Of all the entries below, retype only the lines from the one with "Record the location of each instance of the racket" through the one with "Record the location of each instance of the spectator", exactly as they appear.

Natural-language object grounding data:
════════════════

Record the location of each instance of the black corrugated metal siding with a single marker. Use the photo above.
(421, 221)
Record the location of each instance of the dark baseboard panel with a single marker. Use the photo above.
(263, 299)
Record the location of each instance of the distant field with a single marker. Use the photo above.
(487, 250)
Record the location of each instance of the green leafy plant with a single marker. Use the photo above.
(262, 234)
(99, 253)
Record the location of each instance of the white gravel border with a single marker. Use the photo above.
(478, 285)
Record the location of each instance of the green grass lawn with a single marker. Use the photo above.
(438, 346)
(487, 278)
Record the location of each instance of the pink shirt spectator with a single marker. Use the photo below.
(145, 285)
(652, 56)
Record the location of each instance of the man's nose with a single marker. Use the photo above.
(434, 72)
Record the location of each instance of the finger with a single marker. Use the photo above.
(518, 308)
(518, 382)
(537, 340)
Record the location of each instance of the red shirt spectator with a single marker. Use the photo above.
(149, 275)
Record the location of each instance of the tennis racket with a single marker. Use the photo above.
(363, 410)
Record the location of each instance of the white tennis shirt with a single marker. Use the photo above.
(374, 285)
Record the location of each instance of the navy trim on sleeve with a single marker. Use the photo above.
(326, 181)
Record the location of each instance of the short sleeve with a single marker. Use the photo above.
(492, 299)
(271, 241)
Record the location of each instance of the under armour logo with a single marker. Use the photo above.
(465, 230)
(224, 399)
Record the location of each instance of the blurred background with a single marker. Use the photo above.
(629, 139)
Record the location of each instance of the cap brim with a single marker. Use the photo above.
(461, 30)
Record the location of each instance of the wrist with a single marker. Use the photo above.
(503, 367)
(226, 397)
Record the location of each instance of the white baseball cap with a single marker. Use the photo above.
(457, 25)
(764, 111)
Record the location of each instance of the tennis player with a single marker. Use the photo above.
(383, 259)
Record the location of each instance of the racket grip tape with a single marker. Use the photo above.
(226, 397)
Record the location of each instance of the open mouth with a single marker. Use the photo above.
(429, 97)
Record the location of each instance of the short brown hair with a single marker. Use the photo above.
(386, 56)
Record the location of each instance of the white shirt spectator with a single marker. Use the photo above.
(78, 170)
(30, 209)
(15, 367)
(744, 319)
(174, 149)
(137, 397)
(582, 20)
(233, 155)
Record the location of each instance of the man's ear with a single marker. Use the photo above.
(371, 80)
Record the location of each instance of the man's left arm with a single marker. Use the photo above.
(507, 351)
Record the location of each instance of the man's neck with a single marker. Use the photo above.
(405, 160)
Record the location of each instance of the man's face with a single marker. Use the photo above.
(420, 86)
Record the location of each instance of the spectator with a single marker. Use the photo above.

════════════════

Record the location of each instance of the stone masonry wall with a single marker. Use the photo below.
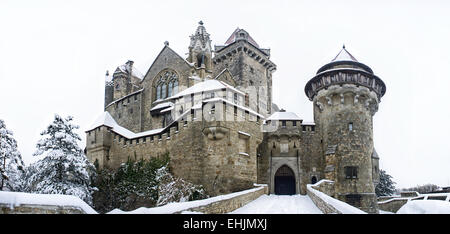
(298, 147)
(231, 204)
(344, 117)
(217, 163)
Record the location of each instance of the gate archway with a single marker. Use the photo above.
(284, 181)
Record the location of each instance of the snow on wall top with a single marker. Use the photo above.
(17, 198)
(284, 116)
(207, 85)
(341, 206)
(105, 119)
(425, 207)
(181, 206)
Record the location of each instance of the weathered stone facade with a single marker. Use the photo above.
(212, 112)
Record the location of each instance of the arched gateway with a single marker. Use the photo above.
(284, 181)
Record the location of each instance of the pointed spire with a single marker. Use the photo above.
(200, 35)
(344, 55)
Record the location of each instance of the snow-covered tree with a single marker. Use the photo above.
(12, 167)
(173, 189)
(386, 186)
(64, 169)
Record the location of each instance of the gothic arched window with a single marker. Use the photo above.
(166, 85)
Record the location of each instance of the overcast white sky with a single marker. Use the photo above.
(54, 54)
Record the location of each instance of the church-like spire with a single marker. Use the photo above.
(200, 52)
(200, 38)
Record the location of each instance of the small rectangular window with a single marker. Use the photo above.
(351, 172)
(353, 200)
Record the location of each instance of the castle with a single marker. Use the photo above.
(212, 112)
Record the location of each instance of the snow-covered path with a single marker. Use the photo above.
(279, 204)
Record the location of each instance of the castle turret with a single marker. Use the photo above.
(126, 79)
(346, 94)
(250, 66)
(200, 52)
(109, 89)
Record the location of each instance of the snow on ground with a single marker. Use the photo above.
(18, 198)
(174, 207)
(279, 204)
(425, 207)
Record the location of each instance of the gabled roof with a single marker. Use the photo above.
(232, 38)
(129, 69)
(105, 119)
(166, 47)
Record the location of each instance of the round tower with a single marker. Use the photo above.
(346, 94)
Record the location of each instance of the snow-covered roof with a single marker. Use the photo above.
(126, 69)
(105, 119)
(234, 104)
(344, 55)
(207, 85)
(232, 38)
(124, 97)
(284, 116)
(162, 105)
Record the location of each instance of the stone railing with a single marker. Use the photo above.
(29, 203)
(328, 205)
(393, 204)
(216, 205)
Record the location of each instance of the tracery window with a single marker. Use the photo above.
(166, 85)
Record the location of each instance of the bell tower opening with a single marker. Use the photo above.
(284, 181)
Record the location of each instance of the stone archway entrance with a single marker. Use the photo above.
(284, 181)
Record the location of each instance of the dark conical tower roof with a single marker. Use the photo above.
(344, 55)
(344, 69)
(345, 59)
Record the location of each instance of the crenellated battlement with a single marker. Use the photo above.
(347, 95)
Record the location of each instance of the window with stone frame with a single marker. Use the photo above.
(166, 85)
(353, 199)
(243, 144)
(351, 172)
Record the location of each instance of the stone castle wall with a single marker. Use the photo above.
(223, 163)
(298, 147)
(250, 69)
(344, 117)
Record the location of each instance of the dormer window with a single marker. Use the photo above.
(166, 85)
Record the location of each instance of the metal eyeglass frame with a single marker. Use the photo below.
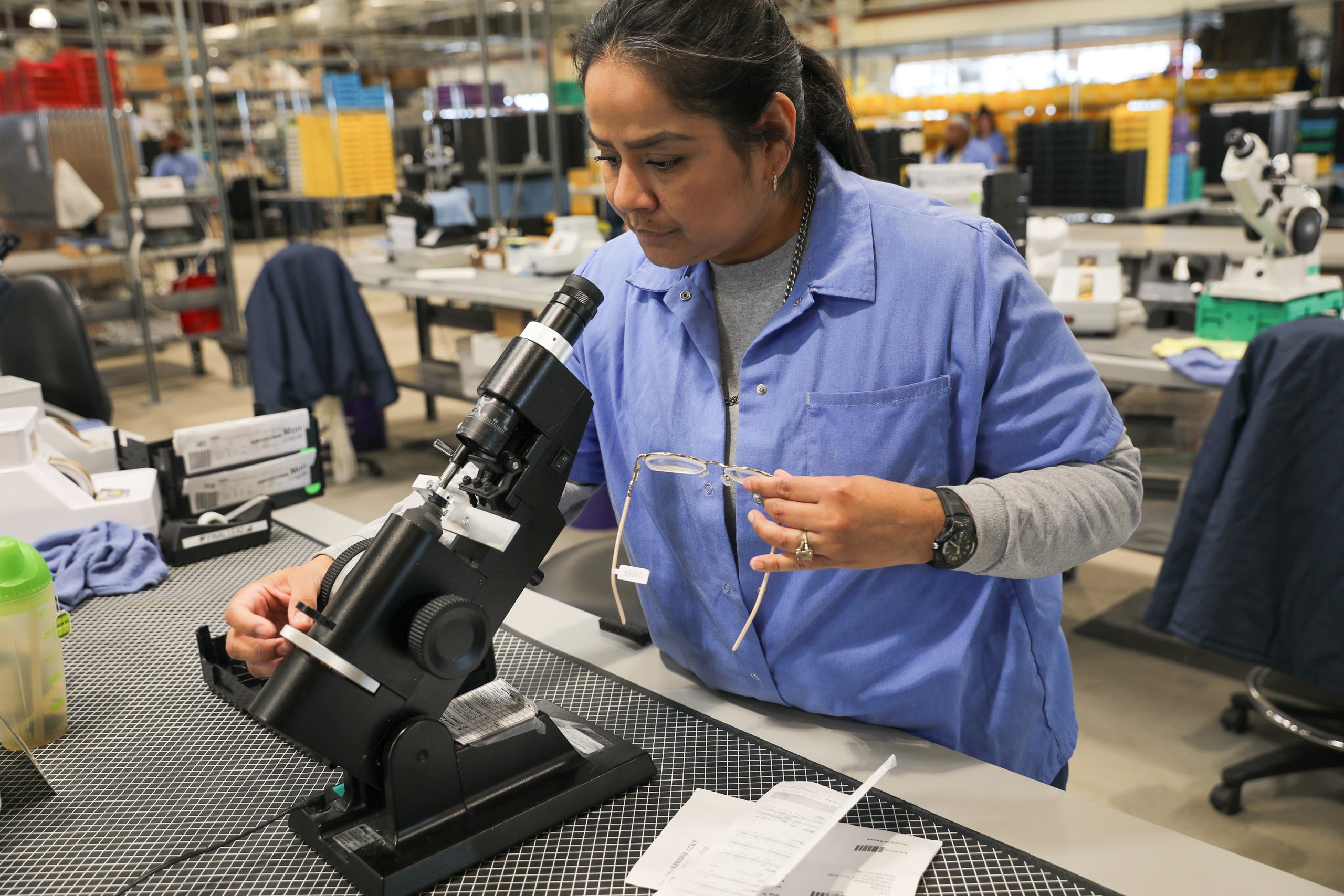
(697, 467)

════════════════

*ANSWER SPACE:*
Record the location of each instance of the racket grip tape with a single marker. Use the photo above.
(226, 397)
Record the location of each instance of the open mouth with a single marker. Use the photo above.
(429, 97)
Record the location of each instance of the short brown hair with a single marker. Use the photo above.
(386, 56)
Record the location of each instance of the white shirt spectator with a single marker. Use the photo above.
(78, 170)
(30, 209)
(15, 367)
(744, 319)
(174, 149)
(137, 397)
(582, 20)
(233, 155)
Record the location of each instance of the man's ear with a single marker. Use the photo above.
(371, 80)
Record the location of each instance of the man's left arm with a single marker. Use the photo above.
(507, 351)
Record the location of each instance of the man's neck with a single marker. Use the photo above.
(405, 160)
Record the location of each instance of the man's face with a single marker. Use the photo above.
(420, 86)
Record the location of each instance of the spectator with a single marker. Use the photo above.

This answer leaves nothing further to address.